*EXTRAIT SOURCE*
• • • • •
Ink de Dimitris Papaioannou, Théâtre de la Ville, mercredi 15 mai, 2024.

C’est à une nuit d’encre tourmentée comme un test de Rorschach que nous convie le très en vogue chorégraphe Dimitri Papaioannou de noir vétu qui, à la fois  scénographe et manipulateur de son propre onirisme tempétueux, active obsessionnellement devant nous une heure durant  tous les ressorts de ses orages intérieurs.

De ses tuyaux il fait jaillir des geysers de pluie qui inonde le plateau du Théâtre de la Ville et vient agiter un fin voile noir qui ceint de façon circulaire un univers qui tient tout autant du bloc opératoire façon Dexter qu’aux sombres marécages de la Nuit du Chasseur.

A ces tuyaux, telle une hydre serpentant négligemment sur scène, il adjoint pour filer la métaphore une pieuvre morte, objet à la fois de répulsion et aux dires du programme symbole sexuel que soit il promène avec lui, enferme dans un bocal ou balance comme une serpillière sur les parties génitales du jeune Horn Suka, seul autre interprète de  Ink. Celui-ci apparaît en deuxième rampant nu comme un ver sous un tapis de scène d’une transparence opaque, comme surgi des fantasmes du personnage de Papaioannou, grand maître de cérémonie éjaculatoire ou bien né des forces de ce déluge à l’instar de la créature de Frankenstein animé par celles de l’électricité.  Ink, encre, qui renvoie évidemment à la création picturale ou littéraire,  nous colle froidement en présence d’une façon d’homme objet, Adam d’un dieu, comme tous les dieux, arbitraire, cruel ou caressant ou comme il apparaît ici joujou pour daddy un rien sadique face au reflet de son ancienne jeunesse, mi mentor mi médusé devant son bel éphèbe tour à tour sublimé, aimé, martyrisé à renfort d’images homoérotiques au goût de déjà vu, parfois néanmoins somptueuses comme ce baiser volé en apesanteur dont l’exécution fait retenir son souffle.  Il faut à cet égard saluer d’une part  la virtuosité, l’endurance et la présence de Horn, interprète de cette apparition à la fois tout en muscles et désincarné et d’autre part la niaque quasi rageuse de Papaioannou à faire exister à l’orée de ses soixante ans cette œuvre entre chorégraphie (mince), théâtre et installation contemporaine. Niaque, culot, voire hubris tant l’exhibition décousue de ses fantasmes, qui passeraient aujourd’hui pour douteuse fût-ce une femme au lieu d’un éphèbe, peut sembler  présomptueuse en tant que sujet de l’œuvre. Reste une pièce empreinte d’un sens âpre et rude du grandiose, maitrisée singulièrement de bout en bout par un Papaioannou homme orchestre à la fois acteur et machiniste de cette hétérotopie furieuse regorgeante d’images, fixées sur la rétine à l’encre indélébile certaines, des nuits de Dimitris.
• • • • •
*ENTRÉES FOURNIES*
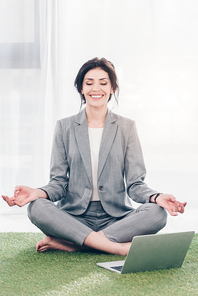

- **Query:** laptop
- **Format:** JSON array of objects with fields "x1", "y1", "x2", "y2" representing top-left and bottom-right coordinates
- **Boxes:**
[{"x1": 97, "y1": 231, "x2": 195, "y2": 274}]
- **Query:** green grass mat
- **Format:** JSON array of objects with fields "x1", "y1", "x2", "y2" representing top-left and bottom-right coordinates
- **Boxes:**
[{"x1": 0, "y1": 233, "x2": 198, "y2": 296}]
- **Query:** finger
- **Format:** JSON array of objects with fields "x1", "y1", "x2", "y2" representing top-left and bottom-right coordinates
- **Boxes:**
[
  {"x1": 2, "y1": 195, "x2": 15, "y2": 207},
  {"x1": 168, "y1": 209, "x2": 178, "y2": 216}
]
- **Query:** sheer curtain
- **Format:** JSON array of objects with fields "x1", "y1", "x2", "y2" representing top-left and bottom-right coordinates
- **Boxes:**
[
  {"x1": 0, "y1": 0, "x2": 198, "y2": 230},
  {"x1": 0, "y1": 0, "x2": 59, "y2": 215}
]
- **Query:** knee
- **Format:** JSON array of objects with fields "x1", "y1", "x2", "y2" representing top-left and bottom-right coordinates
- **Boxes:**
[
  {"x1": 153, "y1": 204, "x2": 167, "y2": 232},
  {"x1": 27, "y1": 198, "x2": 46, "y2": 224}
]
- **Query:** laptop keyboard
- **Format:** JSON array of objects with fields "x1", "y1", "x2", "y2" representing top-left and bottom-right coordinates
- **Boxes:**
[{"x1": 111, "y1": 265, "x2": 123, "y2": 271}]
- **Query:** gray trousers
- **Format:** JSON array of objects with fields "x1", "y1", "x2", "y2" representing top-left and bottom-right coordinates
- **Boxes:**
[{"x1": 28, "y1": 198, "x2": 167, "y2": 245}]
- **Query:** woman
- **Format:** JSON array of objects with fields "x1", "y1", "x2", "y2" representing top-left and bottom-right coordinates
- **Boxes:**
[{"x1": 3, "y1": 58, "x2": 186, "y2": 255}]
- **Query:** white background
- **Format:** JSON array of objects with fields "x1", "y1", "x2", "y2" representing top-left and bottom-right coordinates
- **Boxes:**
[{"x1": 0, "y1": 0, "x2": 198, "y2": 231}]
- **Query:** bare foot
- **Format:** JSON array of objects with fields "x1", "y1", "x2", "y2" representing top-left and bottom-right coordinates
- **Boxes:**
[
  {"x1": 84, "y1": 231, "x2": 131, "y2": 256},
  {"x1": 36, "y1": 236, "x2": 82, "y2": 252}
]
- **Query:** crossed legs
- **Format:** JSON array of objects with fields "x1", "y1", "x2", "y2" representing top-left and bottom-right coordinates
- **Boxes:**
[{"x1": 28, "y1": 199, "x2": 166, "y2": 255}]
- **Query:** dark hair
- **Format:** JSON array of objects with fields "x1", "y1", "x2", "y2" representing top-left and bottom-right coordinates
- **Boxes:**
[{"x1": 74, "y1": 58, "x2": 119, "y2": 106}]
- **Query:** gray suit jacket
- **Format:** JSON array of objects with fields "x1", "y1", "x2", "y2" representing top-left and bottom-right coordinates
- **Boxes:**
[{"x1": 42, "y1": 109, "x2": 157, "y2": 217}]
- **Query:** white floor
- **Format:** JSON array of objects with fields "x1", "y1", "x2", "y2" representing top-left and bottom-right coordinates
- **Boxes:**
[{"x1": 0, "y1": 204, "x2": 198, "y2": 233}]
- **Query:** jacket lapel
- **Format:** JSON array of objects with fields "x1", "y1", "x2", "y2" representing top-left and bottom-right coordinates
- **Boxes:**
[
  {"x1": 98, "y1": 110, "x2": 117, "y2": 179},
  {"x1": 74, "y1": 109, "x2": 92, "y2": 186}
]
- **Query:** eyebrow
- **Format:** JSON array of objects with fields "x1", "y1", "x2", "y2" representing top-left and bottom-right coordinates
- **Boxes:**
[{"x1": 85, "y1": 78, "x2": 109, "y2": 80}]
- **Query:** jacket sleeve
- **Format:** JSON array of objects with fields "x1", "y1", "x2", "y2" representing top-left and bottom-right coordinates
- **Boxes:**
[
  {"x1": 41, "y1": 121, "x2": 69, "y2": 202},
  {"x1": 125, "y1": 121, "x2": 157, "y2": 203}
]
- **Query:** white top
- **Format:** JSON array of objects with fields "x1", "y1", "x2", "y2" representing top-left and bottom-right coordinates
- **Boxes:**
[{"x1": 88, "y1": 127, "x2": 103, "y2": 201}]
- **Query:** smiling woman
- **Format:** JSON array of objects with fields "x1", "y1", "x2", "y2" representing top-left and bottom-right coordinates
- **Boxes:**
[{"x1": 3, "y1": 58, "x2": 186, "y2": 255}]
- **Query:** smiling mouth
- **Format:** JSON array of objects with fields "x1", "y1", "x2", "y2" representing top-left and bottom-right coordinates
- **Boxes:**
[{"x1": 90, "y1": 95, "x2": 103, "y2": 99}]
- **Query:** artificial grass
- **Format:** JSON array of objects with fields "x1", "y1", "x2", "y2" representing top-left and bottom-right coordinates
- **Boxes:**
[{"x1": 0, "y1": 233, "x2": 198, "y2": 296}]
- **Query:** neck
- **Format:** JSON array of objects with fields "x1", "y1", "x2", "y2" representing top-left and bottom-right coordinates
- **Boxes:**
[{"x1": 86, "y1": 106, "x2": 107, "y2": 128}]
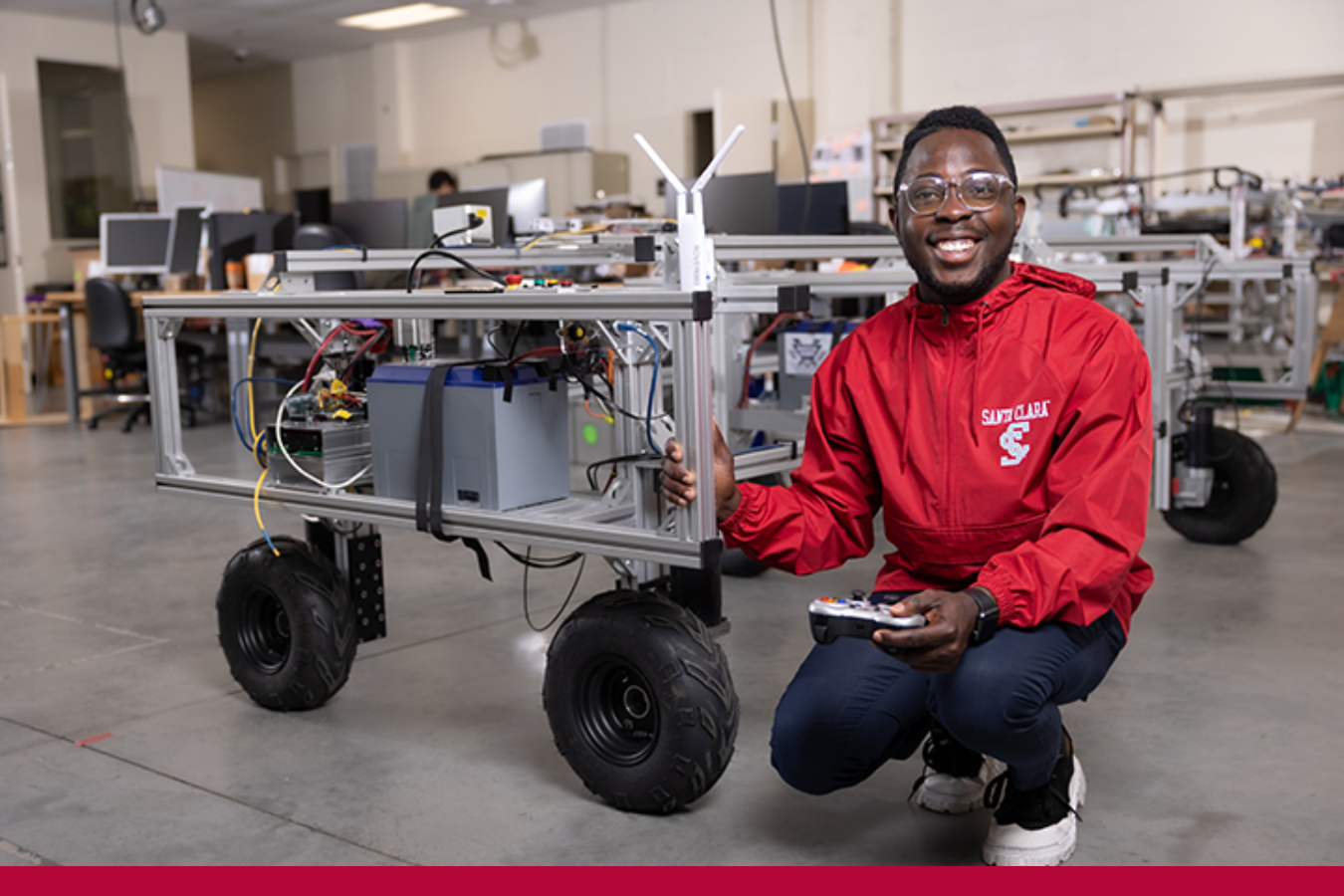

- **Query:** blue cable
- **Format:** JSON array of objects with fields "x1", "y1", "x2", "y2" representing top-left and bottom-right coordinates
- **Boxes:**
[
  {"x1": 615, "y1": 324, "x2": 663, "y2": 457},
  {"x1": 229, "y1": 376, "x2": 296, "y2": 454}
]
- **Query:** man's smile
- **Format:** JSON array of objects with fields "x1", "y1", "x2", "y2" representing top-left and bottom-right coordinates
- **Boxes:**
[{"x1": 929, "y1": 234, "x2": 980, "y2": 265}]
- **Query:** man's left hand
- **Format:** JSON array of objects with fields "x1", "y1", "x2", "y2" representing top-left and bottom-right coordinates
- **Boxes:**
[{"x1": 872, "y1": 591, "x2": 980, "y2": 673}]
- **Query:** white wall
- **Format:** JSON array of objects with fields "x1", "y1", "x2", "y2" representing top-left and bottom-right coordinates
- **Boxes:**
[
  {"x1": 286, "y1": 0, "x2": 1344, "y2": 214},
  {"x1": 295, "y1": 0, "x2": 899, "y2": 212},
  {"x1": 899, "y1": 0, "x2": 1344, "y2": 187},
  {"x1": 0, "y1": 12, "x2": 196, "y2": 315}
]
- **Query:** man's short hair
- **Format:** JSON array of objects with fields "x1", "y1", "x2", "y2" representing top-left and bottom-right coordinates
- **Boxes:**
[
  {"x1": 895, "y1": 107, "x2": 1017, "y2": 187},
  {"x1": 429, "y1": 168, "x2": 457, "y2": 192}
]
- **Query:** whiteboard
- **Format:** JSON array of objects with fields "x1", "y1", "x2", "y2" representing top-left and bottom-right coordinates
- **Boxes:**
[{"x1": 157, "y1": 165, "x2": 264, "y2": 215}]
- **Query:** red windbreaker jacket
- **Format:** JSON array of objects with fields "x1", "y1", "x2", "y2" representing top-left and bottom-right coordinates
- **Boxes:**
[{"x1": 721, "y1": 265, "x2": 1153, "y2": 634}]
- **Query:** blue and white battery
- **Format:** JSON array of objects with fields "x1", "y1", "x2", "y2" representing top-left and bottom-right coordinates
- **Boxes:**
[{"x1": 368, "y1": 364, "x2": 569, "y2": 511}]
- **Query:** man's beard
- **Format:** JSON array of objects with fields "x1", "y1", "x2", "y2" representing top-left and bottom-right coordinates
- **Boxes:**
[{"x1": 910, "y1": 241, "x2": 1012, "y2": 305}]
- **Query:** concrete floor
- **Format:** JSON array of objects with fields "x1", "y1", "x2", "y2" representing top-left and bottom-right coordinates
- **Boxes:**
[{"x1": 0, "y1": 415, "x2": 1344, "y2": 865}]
• • • • •
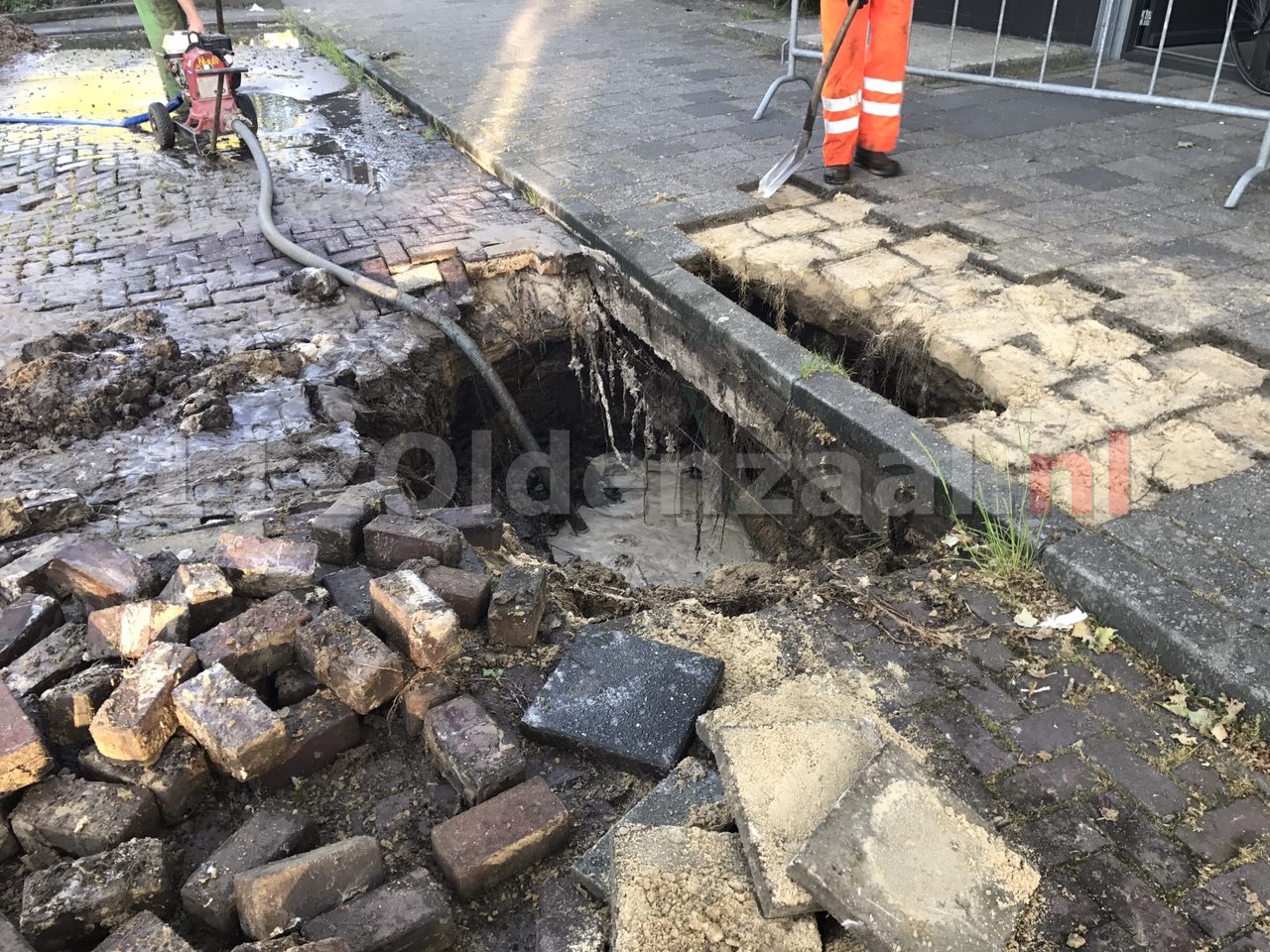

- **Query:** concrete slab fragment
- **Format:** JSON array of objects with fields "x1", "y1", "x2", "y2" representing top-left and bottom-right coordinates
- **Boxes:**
• • • • •
*CONSIGNES DE TRAVAIL*
- a) D'après la critique de Ink, qui est le seul autre interprète du spectacle aux côtés de Papaioannou ?
- b) Indiquez si chacune des affirmations suivantes est conforme à la critique de Ink : (i) Horn Suka entre en scène avant Papaioannou ; (ii) la pluie inonde le plateau du Théâtre de la Ville ; (iii) Papaioannou approche de ses soixante ans.

*RÉPONSES*
- a) Horn Suka.

- b)
(i) Non : « Celui-ci apparaît en deuxième ».
(ii) Oui : « inonde le plateau du Théâtre de la Ville ».
(iii) Oui : « à l’orée de ses soixante ans ».